* Check your understanding:
1) List the writers of Have Gun—Will Travel that the review of Tales of Alhazred below names.
2) Carry on the review of Tales of Alhazred below, beginning after its last sentence.

** Extract provided follows **

Tales_from_Alhazred_coverTales of Alhazred
Donald Tyson
Dark Renaissance Books
September 24, 2015
Reviewed by Michael R. Collings

In the distant past (it now seems so long ago that dinosaurs might have still ruled the Earth), there was a popular television series called Have Gun—Will Travel. The black-and-white Western ran from 1957 (okay, so I was ten when it debuted) until 1963, with writers that included Bruce Geller, Irving Wallace, and Gene Roddenberry, subsequently famous for creating the first incarnation of the Star Trek empire.

Each half-hour episode starred an excellent but atypical, gruff-voiced, craggy-faced, decidedly un-handsome actor, Richard Boone, as Paladin, a gunslinger-for-hire in the post-Civil War era. From there, stories might take viewers anywhere in the still-exotic landscape of television’s early conceptions of the Old West. There would be villains and dastardly deeds, to be sure, and Paladin—true to the etymology of his name, which refers to one of the twelve warrior-knights of Charlemagne—could use violence when necessary but preferred the more gentlemanly attributes of intellect, observation, and understanding.

The series became standard family viewing in our home. I remember it as interesting and fun, mostly because of the oddities surrounding the “man in black” with the “fast gun for hire”—a “soldier of fortune” willing to donate his services to those in need. For half an hour, we could count on seeing familiar faces in unfamiliar places, watching ingenious plans for evil unraveled by equally ingenious plans for good, and finally leaving that landscape, secure in the knowledge that we would revisit the following week.

What has this to do with Donald Tyson’s Tales of Alhazred?

Put simply, Tyson has transformed one of the most formidable, mysterious, and fearsome human characters in the Lovecraft mythos—the “mad Arab Abdul Alhazred”—into the star of a short-story series that provides much of the same species of entertainment as did Have Gun—Will Travel.

** End of Extract provided **
** Data shown follows **

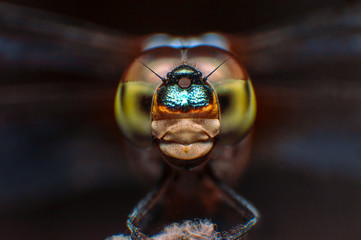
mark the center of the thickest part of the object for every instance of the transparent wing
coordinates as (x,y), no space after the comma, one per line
(308,84)
(58,79)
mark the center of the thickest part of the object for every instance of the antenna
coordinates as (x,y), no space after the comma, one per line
(163,79)
(205,78)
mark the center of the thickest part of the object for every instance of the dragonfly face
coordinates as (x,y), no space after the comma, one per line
(185,99)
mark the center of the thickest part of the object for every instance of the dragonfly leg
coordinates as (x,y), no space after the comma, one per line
(248,211)
(143,207)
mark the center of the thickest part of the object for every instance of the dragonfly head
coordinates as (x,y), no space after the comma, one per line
(185,116)
(186,100)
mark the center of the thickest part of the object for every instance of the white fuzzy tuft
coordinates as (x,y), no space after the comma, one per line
(190,230)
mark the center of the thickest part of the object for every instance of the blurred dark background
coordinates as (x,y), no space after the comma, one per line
(63,173)
(182,17)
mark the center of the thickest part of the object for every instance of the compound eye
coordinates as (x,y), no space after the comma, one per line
(238,108)
(133,110)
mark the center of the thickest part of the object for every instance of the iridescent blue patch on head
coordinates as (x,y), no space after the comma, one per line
(179,98)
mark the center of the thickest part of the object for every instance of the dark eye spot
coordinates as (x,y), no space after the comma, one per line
(146,104)
(224,102)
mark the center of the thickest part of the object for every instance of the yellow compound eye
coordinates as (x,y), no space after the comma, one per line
(238,108)
(132,110)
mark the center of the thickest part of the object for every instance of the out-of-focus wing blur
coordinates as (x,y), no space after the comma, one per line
(59,140)
(308,82)
(58,82)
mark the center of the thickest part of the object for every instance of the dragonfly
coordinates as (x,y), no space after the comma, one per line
(317,52)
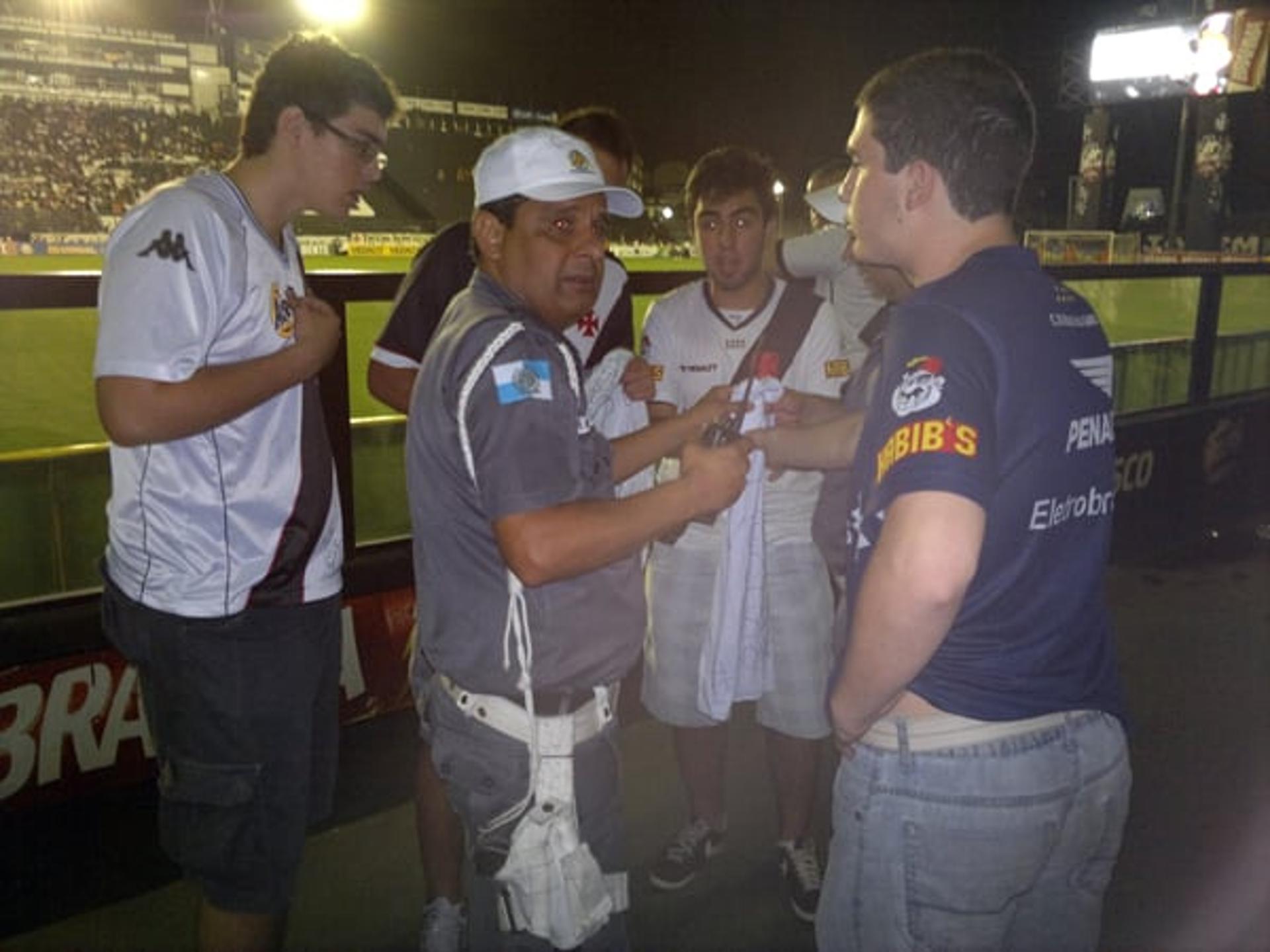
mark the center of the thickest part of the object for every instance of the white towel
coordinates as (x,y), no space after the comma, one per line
(615,414)
(737,656)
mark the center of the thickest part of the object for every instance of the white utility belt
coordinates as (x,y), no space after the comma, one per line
(512,720)
(944,730)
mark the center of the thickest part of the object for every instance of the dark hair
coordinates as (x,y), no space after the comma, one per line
(603,128)
(727,172)
(503,210)
(318,74)
(966,113)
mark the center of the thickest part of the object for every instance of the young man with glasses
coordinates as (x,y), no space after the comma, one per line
(222,569)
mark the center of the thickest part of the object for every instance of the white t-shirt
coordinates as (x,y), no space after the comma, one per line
(820,255)
(585,333)
(693,347)
(248,512)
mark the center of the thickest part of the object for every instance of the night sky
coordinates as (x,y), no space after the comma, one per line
(779,75)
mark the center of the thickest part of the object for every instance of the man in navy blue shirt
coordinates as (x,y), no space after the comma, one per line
(984,779)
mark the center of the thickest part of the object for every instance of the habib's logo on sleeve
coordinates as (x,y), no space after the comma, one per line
(282,315)
(947,436)
(921,386)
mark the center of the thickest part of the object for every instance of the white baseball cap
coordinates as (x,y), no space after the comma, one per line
(827,204)
(548,165)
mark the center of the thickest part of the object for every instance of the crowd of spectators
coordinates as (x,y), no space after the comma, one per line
(75,167)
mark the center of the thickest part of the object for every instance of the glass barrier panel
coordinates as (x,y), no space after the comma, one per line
(1151,325)
(1242,358)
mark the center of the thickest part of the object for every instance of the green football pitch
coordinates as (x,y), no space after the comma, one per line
(55,476)
(46,356)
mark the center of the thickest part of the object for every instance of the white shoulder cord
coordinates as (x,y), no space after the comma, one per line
(517,627)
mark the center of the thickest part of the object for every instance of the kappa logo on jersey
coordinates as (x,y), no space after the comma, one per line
(282,315)
(523,380)
(169,249)
(947,436)
(1096,370)
(921,386)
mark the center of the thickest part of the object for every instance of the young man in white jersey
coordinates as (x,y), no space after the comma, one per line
(704,334)
(222,569)
(820,255)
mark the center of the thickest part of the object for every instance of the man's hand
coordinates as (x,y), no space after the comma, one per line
(638,380)
(846,727)
(318,328)
(716,474)
(714,405)
(788,412)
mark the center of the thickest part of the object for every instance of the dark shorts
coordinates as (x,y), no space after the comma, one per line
(244,713)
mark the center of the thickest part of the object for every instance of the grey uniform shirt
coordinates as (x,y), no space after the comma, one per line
(531,450)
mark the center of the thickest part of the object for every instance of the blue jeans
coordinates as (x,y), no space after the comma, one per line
(1001,846)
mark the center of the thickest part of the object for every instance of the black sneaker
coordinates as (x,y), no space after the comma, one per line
(685,856)
(802,873)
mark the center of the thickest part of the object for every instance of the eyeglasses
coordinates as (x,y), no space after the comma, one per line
(367,150)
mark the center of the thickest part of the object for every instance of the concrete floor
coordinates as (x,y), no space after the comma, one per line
(1194,873)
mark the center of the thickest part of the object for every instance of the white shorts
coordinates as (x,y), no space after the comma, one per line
(800,615)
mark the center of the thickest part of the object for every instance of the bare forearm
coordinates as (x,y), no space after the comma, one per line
(135,411)
(392,385)
(824,446)
(573,539)
(644,447)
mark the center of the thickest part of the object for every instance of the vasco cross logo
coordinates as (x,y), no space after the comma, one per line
(168,248)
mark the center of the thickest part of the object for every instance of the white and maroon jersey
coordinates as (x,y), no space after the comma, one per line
(693,347)
(585,333)
(245,513)
(820,255)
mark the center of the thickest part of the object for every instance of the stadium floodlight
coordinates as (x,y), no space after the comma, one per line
(1223,52)
(333,13)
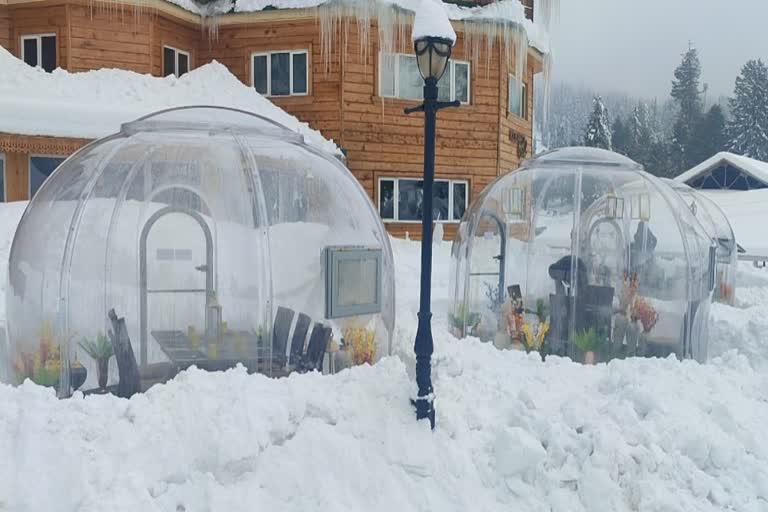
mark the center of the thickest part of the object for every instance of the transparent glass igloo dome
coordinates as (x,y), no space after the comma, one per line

** End of Data shown **

* Expected results:
1) Bruce Geller, Irving Wallace, Gene Roddenberry

2)
There is the unlikely hero, Abdul Alhazred, human with the heart and soul of a ghoul and an internal djinn who surfaces when needed. Once a handsome luminary at the court of an eighth-century Yemeni ruler, he is now hideously scarred as punishment for misplaced amorous advances. A necromancer of enormous reputation (although he admits that much of that reputation is due not to his own knowledge but that of one of his companion, Marlata) he will sell his services…or give them, depending upon the situation. He travels through generalized landscapes—vast deserts, ancient and partially ruined cities, shadowy necropolises, rough mountain redoubts—usually accompanied by the same cast of characters. He fights evil in all of its physical manifestations, most prominently djinni and ghouls but often amorphous or insectile or tentacled creatures from other spheres (literally in one story), magicians and other necromancers, and simply evil, venal humans.

Oh, and along the way he encounters Lovecraftian Old Ones.

That is where Tales of Alhazred falters for me as reader.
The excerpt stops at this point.